REQUIREMENTS
A - From the passage about the Tiger Woods drop at the Masters, return the part starting with "A television viewer" and going on through "progress. Can you?".
B - In the passage about the Tiger Woods drop at the Masters, on which hole did Woods's third shot hit the flagstick and rebound into the water?
C - In the passage about the Tiger Woods drop at the Masters, what did Woods give as his reason for dropping the ball "two yards further back"?

SELECTED PASSAGE
>> start

No need for an asterisk after Augusta

Angel Cabrera has won the Masters in a playoff, in 2009, and now he’s lost it in one, ultimately being put to the sword this past April by Adam’s Scott’s monstrously long putter on Augusta National’s 10th green, the second extra hole. The story of what was a tremendous denouement to a thrilling tournament is told elsewhere.

As, of course, is the matter of the Tiger Woods drop. You’ll probably know the essence of the story. On the 15th hole in the second round, Tiger’s third shot hit the flagstick and rebounded into the water in front of the green. It was a shocking piece of bad luck. He dropped his ball, executed a perfect pitch shot and holed out for a bogey six. For a while at least…

A television viewer noted that Woods had not dropped his ball as near as possible (the divot was obvious) to the place from where he had hit his original pitch. They rang the club. This is where some of the ‘grassy-knoll’ conspiracy theories kicked in. I can’t imagine the odds of some nonentity getting the chance to impart information over the phone to an Augusta official while the Masters is in progress. Can you?

“The rules committee, originally prompted by a TV viewer who just happened to have their cell number…” wrote Jim Moriarty. Anyhow, the committee called it wrong, figured Woods had committed no infraction and so didn’t assess him the appropriate two-shot penalty before he signed his scorecard. It was when Woods declared at a press conference that he had dropped the ball “two yards further back” in order to make the shot easier that the Masters officials realised they had a problem; one they could have avoided by talking to him.

>> end

DATA SUPPLIED
>> start

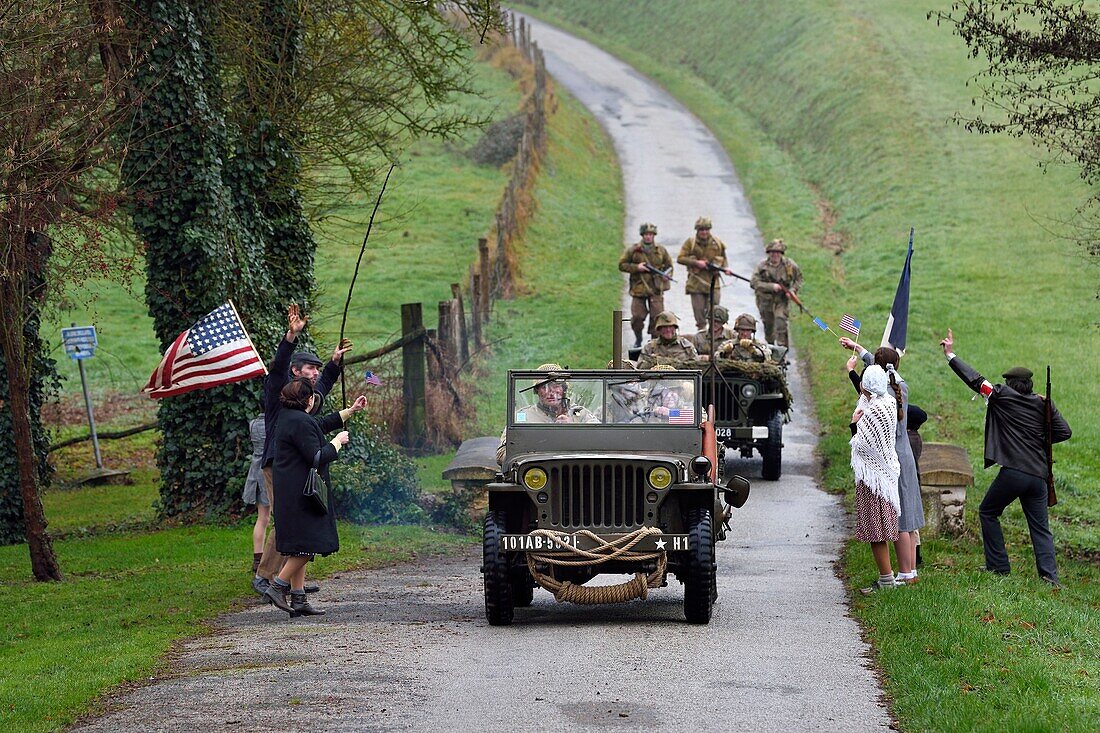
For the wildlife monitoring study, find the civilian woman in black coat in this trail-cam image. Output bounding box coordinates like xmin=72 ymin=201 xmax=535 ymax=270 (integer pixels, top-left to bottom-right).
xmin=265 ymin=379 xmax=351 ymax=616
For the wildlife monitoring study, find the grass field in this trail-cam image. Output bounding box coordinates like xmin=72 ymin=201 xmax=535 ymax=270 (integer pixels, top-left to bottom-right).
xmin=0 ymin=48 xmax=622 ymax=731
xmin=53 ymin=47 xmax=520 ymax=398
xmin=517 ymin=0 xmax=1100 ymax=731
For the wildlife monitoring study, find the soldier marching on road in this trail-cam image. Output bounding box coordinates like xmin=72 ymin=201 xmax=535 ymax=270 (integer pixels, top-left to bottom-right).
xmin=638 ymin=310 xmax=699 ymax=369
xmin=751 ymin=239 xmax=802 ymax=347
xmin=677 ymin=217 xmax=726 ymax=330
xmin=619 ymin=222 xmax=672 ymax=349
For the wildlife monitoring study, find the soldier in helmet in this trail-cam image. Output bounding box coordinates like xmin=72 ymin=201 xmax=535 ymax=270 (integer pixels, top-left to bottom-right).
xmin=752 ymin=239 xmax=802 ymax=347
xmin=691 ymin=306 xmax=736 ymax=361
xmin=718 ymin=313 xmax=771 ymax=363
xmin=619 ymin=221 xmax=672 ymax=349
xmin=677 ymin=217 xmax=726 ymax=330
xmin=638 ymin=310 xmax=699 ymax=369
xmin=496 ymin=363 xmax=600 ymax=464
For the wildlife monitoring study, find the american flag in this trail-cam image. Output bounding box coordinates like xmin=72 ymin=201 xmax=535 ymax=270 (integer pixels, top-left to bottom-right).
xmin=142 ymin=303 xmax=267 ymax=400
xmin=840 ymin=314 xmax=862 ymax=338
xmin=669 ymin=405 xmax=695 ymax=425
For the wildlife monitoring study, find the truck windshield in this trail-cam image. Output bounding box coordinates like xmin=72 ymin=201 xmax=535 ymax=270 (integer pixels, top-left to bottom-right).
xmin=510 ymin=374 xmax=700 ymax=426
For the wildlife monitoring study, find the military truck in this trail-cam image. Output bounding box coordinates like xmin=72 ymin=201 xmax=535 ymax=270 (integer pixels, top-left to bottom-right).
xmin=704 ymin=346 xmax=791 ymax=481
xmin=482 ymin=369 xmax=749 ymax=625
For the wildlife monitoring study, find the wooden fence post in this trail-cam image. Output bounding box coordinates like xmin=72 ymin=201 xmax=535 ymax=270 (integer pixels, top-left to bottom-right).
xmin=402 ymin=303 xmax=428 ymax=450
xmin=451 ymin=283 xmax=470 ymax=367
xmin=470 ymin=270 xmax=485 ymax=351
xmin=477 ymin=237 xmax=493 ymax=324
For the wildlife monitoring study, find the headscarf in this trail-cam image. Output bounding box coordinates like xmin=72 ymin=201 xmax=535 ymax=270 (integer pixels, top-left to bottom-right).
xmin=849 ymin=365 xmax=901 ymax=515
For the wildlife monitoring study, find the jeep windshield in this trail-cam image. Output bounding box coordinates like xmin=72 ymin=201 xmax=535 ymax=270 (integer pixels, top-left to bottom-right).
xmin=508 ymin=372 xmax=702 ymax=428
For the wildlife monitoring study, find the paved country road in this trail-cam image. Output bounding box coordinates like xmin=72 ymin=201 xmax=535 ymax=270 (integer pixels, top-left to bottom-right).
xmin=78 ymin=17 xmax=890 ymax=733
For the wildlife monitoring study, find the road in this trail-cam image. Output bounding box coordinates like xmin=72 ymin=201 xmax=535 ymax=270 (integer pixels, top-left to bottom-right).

>> end

ANSWERS BELOW
A -
A television viewer noted that Woods had not dropped his ball as near as possible (the divot was obvious) to the place from where he had hit his original pitch. They rang the club. This is where some of the ‘grassy-knoll’ conspiracy theories kicked in. I can’t imagine the odds of some nonentity getting the chance to impart information over the phone to an Augusta official while the Masters is in progress. Can you?

B - The 15th hole, in the second round.

C - He said he did it to make the shot easier. He stated this at a press conference, and that was when the Masters officials realized they had a problem.